Filter the entries down to the lines containing "sheet", and copy those lines.

START RAW DATA

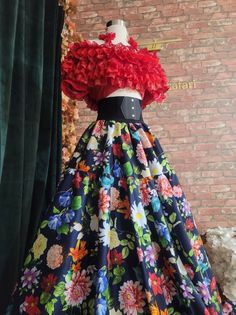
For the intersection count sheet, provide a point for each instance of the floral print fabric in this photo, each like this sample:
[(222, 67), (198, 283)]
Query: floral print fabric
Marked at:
[(119, 237)]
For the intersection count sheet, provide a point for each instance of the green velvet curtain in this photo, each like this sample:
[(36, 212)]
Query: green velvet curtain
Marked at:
[(30, 126)]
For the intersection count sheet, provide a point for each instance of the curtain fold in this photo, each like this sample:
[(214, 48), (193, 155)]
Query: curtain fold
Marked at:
[(30, 126)]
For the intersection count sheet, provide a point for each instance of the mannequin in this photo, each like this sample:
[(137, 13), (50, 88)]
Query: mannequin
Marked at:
[(118, 27)]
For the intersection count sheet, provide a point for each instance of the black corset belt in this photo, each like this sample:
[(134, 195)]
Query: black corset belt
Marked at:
[(120, 108)]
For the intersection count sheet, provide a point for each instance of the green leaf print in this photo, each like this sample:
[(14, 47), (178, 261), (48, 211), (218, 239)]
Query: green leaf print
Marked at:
[(119, 270), (125, 146), (86, 189), (150, 218), (116, 280), (43, 224), (91, 304), (64, 229), (170, 310), (191, 253), (55, 210), (85, 180), (59, 289), (169, 226), (136, 170), (147, 237), (172, 217), (76, 204), (27, 260), (128, 169), (131, 245), (44, 297), (130, 153), (50, 306), (124, 242)]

END RAW DATA

→ ANSWER SPACE:
For the intersection count sheet, provide a point for each instance of the floral print fabric in this photo, each like this sample:
For the intersection count sheet, provide a point for each instance of the green velvet curtain in this photo, each like this sample:
For the intersection count sheet, provide a point for each instance of the curtain fold in this photo, each like this sample:
For the intersection count sheet, provide a point for each instance of the mannequin in this photo, each like this sample:
For the intersection count sheet, provide a point for each instance of the black corset belt in this photo, each like this sample:
For the intersection count sheet, provide a point for each instance of the green leaf print in this photo, each like this sample:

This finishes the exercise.